Michael J. Gray

As the technology of picture archiving and communications matures, a key question arises: Is a picture archiving and communications system (PACS) becoming more affordable? If, in saying affordable, we mean is the price of PACS implementation less expensive, the answer to the question is probably no. But if affordable is defined as easier to justify, the answer to the question is a definite yes. But the trick to cost-justifying PACS may be to think bigger.

The three words or concepts most frequently used when discussing the economics of PACS are: affordable, cost justification, and return on investment (ROI).

In most cases, affordable is associated with the ability to find the dollars to pay for PACS. The more interesting use of affordable is its variation: “Can we afford not to invest in PACS?” Sometime during the course of developing a PACS strategy, the steering committee should consider the consequences of not making the PACS investment. A careful look at procedure volumes, both historical and projected, will indicate whether the business of radiology is going up, going flat, or going down. It is especially important to determine the growth rate in the more revenue-rich modalities like CT and MR. It is also useful to separate the growth rates within the main department from those in the outpatient operations. Now pose the key question, “Are any of these growth rates being affected by local competition, or an inability to absorb additional growth, or (worse yet) an inability to provide the expected level of service to the referring physicians?” Any one of these answers would suggest that the hospital or health system cannot afford to delay the investment in PACS.

Another interesting concept in PACS planning is that of cost justification. The simple truth is this: PACS will cost a lot of money and winning support for the project may come down to justifying that cost. Success with cost justification depends on one’s skill with words, not spread sheets. If the business model suggests that the combination of development and operational costs for a PACS outweighs the projected savings and any additional revenue that might be generated by the PACS, the proponents of the project will have to justify that deficit. Perhaps the deficit can be justified by referencing numerous soft savings, or benefits that cannot be accounted for in the business model. If that tactic fails, there is always the fallback position, which is justifying the cost with the cannot-afford-to-delay-the-investment-in-PACS argument.

By far, the most successful way to gain approval for a PACS project is to present an accurate financial view of the PACS plan using the ROI tool. The objective of the ROI is to use spread sheets to argue that PACS can be operated at or above breakeven. Until recently, this no-nonsense look at the economics of PACS has been very discouraging. It has been very difficult to avoid operational deficits without bending the numbers, and the ROI that shows a significant deficit often leads to the end of the PACS project. Yet the ROI is still the most reliable way to gain support for a PACS. Instead of playing with the concept of affordable, or trying to find the words to justify the cost, take the time to figure out a way to build a positive ROI. It is not necessary to resort to bending numbers to create a positive ROI. What is required is to build a business model that uses PACS to create broader savings or new revenue that collectively exceeds the projected development and operational costs of the system.

It is easier to build a positive ROI today then ever before. The first trick is to take advantage of several recent technological advances that make it possible to lower the cost of some of the PACS components. The second trick is to build a bigger system, not a smaller system.
====
#### Exercises to complete:
1) Retype the PACS economics article word for word, starting with "As the technology" and going on through "on investment (ROI).".
2) Extend the PACS economics article by writing what comes after its last sentence.
The listing comes from a separate source unrelated to the PACS economics article.
====
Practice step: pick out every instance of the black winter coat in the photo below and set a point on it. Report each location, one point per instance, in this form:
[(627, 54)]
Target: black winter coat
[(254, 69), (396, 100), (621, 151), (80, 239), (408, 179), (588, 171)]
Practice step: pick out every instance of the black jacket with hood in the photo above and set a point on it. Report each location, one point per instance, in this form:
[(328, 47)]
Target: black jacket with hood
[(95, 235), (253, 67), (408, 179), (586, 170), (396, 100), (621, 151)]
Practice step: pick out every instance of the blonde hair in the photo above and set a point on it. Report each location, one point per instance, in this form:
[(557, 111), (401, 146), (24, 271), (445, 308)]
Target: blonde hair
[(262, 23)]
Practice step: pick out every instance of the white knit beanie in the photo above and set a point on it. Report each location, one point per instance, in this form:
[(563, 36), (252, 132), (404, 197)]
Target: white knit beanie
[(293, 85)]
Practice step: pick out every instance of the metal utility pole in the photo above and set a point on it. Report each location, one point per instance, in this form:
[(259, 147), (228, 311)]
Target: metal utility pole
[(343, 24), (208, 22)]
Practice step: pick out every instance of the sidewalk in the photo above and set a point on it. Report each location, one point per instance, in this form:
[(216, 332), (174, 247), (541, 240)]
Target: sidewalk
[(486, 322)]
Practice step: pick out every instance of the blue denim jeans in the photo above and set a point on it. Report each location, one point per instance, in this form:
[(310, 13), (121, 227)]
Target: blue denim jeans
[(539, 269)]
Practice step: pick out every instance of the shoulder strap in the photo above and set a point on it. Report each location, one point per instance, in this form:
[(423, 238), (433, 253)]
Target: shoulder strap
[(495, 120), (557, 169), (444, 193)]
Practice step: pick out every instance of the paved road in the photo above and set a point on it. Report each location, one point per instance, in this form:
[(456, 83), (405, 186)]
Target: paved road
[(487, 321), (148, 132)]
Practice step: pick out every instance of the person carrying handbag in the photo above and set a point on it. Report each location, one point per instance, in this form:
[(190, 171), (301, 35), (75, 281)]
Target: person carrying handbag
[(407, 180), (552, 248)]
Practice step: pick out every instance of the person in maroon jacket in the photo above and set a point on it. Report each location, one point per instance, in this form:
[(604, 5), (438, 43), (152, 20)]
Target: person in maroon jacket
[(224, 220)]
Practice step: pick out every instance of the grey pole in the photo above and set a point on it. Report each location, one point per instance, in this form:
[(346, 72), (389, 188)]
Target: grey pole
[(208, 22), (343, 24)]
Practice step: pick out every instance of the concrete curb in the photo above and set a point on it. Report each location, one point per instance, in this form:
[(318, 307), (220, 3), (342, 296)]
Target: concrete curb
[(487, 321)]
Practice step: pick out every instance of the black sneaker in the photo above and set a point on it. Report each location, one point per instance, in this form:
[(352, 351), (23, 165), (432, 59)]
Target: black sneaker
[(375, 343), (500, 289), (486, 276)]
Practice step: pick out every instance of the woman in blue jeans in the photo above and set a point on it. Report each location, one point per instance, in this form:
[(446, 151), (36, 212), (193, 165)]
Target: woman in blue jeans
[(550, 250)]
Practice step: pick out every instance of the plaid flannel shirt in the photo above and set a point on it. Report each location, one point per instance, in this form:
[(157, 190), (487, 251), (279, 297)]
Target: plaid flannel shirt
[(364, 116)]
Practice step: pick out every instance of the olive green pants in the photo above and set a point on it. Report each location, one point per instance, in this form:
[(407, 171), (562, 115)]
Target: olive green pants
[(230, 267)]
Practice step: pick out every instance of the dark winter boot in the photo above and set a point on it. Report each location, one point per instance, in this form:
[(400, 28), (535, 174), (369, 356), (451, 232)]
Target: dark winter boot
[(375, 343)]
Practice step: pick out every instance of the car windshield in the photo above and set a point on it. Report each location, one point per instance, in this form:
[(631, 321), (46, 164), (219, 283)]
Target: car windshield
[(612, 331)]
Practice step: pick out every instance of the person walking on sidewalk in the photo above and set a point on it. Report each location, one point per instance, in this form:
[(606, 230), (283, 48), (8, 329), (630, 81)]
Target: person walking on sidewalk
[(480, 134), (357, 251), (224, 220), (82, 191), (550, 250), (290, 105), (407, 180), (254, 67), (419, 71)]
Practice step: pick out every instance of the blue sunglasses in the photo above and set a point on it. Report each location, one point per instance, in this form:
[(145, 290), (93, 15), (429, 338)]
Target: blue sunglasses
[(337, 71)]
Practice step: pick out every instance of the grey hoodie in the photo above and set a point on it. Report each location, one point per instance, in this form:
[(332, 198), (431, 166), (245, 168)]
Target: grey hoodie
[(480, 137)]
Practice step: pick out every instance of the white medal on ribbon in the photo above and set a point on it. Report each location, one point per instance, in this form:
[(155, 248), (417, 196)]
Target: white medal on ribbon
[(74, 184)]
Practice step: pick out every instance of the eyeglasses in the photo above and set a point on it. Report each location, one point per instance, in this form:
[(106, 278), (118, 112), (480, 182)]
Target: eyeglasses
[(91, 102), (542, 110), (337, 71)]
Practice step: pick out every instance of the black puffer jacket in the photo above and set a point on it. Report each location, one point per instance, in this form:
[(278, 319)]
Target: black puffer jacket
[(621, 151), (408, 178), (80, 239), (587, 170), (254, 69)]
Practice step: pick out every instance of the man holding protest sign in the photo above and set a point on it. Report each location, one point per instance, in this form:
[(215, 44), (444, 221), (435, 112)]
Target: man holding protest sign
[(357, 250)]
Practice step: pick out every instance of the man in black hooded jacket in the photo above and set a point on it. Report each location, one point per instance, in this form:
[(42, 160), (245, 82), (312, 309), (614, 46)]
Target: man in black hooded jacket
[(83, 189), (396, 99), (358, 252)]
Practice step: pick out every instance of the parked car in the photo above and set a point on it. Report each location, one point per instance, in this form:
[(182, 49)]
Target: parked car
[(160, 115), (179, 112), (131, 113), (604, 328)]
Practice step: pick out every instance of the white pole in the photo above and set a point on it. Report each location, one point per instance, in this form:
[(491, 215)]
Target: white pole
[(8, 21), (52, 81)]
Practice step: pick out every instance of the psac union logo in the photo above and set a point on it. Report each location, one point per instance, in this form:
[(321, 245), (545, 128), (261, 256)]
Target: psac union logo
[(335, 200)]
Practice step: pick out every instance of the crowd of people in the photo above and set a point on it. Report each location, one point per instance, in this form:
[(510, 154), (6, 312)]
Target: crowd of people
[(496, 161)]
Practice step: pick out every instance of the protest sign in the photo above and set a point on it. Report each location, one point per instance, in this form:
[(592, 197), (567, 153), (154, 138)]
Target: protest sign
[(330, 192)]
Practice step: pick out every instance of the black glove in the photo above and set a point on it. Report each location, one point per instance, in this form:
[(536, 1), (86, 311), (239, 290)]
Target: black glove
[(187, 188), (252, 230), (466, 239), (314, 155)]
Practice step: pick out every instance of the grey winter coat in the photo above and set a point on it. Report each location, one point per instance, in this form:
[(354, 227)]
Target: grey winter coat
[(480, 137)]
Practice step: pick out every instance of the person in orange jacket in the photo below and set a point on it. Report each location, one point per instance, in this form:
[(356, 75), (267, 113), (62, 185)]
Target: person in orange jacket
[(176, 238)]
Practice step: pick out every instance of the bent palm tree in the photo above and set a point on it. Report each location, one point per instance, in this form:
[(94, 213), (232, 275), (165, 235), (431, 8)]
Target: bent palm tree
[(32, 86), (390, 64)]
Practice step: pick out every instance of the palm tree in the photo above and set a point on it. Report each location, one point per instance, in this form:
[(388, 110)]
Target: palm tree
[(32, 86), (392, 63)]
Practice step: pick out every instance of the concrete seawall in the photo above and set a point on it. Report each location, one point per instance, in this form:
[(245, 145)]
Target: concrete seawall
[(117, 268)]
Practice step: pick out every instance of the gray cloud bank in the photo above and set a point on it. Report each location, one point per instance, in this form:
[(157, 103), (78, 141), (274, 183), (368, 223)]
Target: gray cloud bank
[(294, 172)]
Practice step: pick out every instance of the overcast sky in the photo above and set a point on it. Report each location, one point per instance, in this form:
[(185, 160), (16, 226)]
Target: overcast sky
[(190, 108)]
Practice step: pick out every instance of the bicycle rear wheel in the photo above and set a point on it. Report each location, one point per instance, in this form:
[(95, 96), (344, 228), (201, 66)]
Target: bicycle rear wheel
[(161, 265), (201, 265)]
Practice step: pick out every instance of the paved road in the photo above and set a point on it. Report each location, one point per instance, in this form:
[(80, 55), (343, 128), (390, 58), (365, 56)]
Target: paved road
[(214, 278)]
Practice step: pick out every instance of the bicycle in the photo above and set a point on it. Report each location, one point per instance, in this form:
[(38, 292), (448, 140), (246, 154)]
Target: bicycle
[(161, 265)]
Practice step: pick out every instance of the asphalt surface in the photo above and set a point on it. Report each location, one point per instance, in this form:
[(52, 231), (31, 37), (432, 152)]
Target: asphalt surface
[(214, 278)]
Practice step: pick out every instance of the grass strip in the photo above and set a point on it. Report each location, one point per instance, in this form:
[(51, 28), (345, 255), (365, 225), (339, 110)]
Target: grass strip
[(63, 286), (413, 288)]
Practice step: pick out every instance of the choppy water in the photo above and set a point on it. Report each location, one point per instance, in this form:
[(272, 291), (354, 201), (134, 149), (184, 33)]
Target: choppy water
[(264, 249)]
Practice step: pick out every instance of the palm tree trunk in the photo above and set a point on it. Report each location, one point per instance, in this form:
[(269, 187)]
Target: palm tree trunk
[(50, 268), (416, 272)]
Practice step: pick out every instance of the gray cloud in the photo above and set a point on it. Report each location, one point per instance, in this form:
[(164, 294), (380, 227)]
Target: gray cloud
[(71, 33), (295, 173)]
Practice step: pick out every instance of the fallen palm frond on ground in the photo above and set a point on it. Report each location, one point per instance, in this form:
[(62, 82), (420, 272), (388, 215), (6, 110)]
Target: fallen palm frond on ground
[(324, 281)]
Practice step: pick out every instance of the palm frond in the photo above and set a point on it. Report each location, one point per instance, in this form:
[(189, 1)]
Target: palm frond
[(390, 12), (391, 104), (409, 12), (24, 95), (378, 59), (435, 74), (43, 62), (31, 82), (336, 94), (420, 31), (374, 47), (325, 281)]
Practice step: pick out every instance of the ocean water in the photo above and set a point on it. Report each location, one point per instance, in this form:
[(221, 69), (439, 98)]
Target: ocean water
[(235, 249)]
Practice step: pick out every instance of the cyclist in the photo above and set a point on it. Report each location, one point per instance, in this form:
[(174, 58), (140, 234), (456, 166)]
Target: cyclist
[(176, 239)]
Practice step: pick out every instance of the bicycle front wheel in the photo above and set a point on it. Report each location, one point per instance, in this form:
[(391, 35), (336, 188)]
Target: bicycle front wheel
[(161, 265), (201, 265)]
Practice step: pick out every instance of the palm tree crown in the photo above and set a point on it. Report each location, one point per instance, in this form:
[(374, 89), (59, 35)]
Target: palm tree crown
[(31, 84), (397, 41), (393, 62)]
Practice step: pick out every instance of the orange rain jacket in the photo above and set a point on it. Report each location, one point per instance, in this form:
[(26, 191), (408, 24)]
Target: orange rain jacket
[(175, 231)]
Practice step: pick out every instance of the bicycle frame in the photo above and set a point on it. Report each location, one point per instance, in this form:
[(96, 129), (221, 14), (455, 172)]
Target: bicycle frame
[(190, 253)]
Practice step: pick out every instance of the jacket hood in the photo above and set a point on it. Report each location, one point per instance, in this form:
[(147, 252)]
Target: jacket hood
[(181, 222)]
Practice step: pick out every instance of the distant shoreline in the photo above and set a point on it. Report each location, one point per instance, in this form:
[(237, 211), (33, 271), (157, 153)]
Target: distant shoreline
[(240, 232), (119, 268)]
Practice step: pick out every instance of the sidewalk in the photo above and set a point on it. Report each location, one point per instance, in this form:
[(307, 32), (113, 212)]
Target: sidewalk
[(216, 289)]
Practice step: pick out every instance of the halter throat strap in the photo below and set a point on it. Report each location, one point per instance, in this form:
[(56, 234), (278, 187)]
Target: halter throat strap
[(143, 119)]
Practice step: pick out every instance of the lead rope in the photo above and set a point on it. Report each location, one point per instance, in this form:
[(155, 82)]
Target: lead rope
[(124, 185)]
====
#### Answers for each item:
1)
As the technology of picture archiving and communications matures, a key question arises: Is a picture archiving and communications system (PACS) becoming more affordable? If, in saying affordable, we mean is the price of PACS implementation less expensive, the answer to the question is probably no. But if affordable is defined as easier to justify, the answer to the question is a definite yes. But the trick to cost-justifying PACS may be to think bigger.

The three words or concepts most frequently used when discussing the economics of PACS are: affordable, cost justification, and return on investment (ROI).

2)
Definition of PACS

Figure. Diagram illustrating the major subsystems of the electronic information management system.

Today the term PACS is not very definitive. Think bigger. The important concept is that of electronic information management, in which information is images, text, and voice. In most cases, this concept covers more than most PACS. When all of the issues and problems to be solved are considered, the system grows to an enterprise scale, and that is bigger than what is traditionally thought of as PACS. The Figure illustrates the major subsystems of the electronic information management system (EIMS). In this view of the system, PACS is one of several component subsystems.

  • The Acquisition subsystem represents such diverse but related components as Digital Imaging and Communications in Medicine (DICOM) modality software, external DICOM interface boxes, computed radiography(CR) systems, digital radiography(DR) rooms or upgrades, and digital mammography systems.
  • The Archive subsystem represents the server or servers most directly responsible for managing the bulk of the image data, both online in the form of RAID and near-line in the form of a jukebox of archival media. While this component formerly was inseparable from the PACS and might still be included in the PACS, it is represented as a separate subsystem in the Figure, because it is now possible for it to be a separate subsystem.
  • The Diagnostic Displays used by the radiologists and the associated servers that support the display and work-flow features constitute the PACS subsystem. This subsystem is what is left of the traditional PACS.
  • The Voice Recognition Reporting system is also a part of the complete EIMS. This subsystem absolutely must be included, since a large percentage of the referring physicians are more interested in the timely delivery of the report than the availability of the images alone.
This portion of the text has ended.